Instruções> Você pode reescrever em forma de lista numerada as linhas que começam na que contém "Output, for every" e terminam na que contém "negative clicks: (604, 308) (609, 295)", incluindo as duas e deixando de fora as linhas em branco?

======== Dados do exercício ========

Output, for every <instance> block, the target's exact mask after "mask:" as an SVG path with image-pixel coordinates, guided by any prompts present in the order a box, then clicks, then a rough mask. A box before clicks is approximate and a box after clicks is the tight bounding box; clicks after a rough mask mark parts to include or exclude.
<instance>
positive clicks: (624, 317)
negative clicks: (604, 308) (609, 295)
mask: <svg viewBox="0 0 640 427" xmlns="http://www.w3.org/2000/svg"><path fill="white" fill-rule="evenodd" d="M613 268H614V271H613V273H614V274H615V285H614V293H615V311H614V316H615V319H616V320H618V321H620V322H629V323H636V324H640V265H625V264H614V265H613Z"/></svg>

========
======== Dados do exercício ========

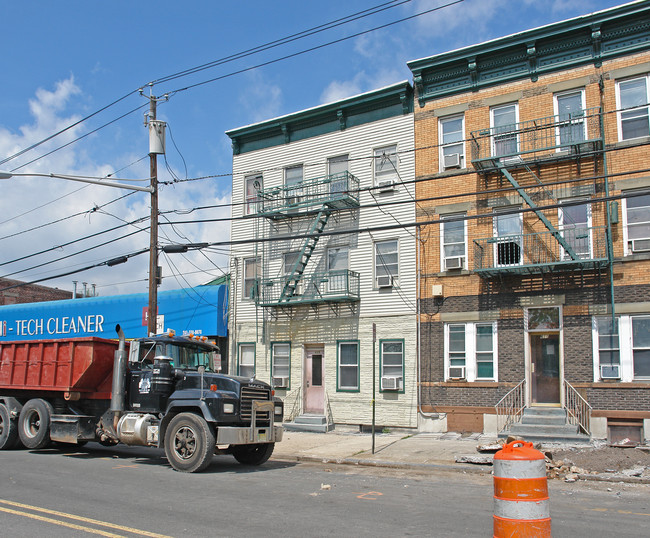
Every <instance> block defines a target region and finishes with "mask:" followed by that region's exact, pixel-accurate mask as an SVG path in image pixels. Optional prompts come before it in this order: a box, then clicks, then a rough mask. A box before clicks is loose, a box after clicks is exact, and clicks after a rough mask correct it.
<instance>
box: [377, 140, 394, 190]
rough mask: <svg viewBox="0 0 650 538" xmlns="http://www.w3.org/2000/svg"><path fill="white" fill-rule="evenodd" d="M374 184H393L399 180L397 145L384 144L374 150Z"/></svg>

========

Resposta>
1. Output, for every <instance> block, the target's exact mask after "mask:" as an SVG path with image-pixel coordinates, guided by any prompts present in the order a box, then clicks, then a rough mask. A box before clicks is approximate and a box after clicks is the tight bounding box; clicks after a rough mask mark parts to include or exclude.
2. <instance>
3. positive clicks: (624, 317)
4. negative clicks: (604, 308) (609, 295)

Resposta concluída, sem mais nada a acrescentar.